- _What you will do_
When you reach the line containing "Target: man in dark jacket", begin copying exactly, and keep going through the last line of the records below, copying nothing before it.

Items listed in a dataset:
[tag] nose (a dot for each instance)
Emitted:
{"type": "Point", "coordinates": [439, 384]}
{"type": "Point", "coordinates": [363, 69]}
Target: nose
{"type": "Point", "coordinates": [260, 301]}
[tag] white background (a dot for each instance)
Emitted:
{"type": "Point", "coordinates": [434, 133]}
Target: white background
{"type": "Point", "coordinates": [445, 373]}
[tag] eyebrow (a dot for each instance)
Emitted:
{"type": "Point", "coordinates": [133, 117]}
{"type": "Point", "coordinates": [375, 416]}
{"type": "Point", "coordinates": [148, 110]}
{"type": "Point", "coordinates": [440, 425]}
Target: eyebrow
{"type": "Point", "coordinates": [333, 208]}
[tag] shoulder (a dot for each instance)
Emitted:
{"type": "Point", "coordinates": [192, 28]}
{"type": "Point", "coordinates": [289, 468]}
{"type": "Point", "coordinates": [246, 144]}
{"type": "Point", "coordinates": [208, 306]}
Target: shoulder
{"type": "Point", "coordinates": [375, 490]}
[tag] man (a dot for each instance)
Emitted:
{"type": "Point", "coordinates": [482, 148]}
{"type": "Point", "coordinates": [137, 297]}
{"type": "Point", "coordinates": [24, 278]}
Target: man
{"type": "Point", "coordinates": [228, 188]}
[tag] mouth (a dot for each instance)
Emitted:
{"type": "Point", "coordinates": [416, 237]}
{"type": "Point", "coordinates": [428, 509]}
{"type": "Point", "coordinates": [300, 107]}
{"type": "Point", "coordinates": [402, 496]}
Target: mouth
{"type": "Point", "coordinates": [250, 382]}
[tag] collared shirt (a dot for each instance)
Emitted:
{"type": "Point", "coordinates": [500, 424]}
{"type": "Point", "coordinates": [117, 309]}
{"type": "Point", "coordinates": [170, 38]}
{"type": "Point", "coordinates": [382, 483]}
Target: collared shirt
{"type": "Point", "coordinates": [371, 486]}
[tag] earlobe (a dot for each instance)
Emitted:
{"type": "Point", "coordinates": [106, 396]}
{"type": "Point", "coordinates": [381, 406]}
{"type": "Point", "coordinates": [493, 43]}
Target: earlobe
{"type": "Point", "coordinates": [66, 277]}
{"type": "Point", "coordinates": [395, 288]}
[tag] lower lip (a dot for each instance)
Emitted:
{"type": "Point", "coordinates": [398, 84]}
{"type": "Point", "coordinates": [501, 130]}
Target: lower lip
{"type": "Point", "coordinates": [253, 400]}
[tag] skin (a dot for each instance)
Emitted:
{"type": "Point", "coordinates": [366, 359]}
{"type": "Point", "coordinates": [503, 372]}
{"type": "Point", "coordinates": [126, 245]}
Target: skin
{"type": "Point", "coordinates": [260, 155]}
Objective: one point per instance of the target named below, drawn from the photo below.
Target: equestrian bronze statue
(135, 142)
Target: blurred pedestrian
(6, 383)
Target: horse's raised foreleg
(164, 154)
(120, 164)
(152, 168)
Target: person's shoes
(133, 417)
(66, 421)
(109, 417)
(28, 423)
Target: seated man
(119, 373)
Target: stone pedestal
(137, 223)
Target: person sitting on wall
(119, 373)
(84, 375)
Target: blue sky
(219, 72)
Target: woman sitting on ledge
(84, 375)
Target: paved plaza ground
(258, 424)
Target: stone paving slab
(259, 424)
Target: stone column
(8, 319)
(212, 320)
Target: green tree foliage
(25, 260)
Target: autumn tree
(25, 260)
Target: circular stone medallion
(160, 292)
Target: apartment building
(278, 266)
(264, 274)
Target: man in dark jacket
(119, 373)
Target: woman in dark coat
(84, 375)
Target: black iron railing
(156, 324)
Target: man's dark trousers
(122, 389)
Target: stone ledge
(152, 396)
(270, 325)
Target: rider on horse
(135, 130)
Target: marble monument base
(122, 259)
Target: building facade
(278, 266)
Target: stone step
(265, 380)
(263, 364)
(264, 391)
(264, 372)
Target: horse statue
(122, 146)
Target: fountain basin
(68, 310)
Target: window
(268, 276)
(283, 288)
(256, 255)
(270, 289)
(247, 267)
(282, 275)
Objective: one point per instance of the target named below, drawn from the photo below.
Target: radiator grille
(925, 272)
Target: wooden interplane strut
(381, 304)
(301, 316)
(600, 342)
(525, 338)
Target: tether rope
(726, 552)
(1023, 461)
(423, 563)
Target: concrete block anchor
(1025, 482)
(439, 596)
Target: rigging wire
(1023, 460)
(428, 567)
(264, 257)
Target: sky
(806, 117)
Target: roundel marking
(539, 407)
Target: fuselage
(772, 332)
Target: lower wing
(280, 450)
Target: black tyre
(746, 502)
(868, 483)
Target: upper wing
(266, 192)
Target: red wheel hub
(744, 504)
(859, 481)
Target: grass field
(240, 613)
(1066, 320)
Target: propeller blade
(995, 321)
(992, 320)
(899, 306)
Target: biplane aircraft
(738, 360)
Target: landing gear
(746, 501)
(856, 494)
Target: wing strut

- _Response area_
Target: man in dark jacket
(119, 373)
Target: woman in dark coat
(84, 375)
Target: black iron railing
(156, 324)
Target: man's dark trousers
(122, 389)
Target: stone ledge
(152, 396)
(270, 325)
Target: rider on horse
(135, 130)
Target: marble monument base
(122, 259)
Target: building facade
(278, 266)
Target: stone step
(265, 380)
(263, 364)
(264, 391)
(264, 372)
Target: horse statue
(122, 146)
Target: fountain basin
(68, 310)
Target: window
(268, 276)
(283, 288)
(256, 255)
(270, 289)
(247, 267)
(282, 275)
Objective: one point per instance of the target named below, drawn from the photo below.
Target: radiator grille
(925, 272)
Target: wooden interplane strut
(381, 304)
(301, 316)
(600, 342)
(525, 338)
Target: tether rope
(726, 552)
(1023, 461)
(423, 563)
Target: concrete block anchor
(1025, 482)
(439, 596)
Target: rigging wire
(1023, 460)
(428, 567)
(264, 257)
Target: sky
(806, 117)
Target: roundel marking
(539, 407)
Target: fuselage
(772, 332)
Target: lower wing
(280, 450)
Target: black tyre
(746, 502)
(868, 483)
Target: upper wing
(266, 192)
Target: red wheel hub
(744, 504)
(859, 481)
Target: grass field
(240, 613)
(1066, 320)
Target: propeller blade
(995, 321)
(992, 320)
(899, 306)
Target: biplane aircraft
(738, 360)
Target: landing gear
(746, 501)
(856, 494)
Target: wing strut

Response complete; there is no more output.